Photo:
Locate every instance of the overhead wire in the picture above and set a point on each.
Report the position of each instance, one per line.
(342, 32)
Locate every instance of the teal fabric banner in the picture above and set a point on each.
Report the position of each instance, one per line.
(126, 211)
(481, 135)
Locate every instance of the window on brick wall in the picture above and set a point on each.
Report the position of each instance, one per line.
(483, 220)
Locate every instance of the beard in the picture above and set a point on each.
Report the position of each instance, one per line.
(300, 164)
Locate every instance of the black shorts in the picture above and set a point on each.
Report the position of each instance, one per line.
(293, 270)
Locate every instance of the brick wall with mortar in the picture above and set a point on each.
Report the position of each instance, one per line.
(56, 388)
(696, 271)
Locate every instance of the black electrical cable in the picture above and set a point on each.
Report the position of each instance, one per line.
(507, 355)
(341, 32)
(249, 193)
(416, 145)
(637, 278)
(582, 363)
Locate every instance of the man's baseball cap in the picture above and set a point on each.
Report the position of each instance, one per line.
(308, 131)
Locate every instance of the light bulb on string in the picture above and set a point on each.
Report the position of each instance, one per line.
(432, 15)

________________

GOAL: Retype nothing except the lines from the line holding "Locate every instance of the beard" through the last line of the entries, both included.

RESULT FOR THIS EXERCISE:
Locate every instance of the beard in the picture above and set a point on each.
Report the position of each instance, one per line.
(300, 164)
Locate every instance of the black shorts in the picture above and set a point on each.
Report the position of each instance, one per line.
(293, 270)
Locate every instance of the brick wall with mortar in the picture above and set a point on each.
Report the position of each instance, one per line.
(56, 388)
(696, 271)
Locate every instance of the black electrical cable in the picture above and set a point on each.
Report the position of each instance, one per line.
(507, 355)
(341, 32)
(249, 193)
(416, 145)
(637, 278)
(582, 363)
Locate every instance of the man's baseball cap in the picture above and set a point on each.
Report the position of each instance, one per line.
(308, 131)
Locate every instance of the light bulb on string in the picture above and set a point on each.
Report the position of each instance, one per line.
(432, 15)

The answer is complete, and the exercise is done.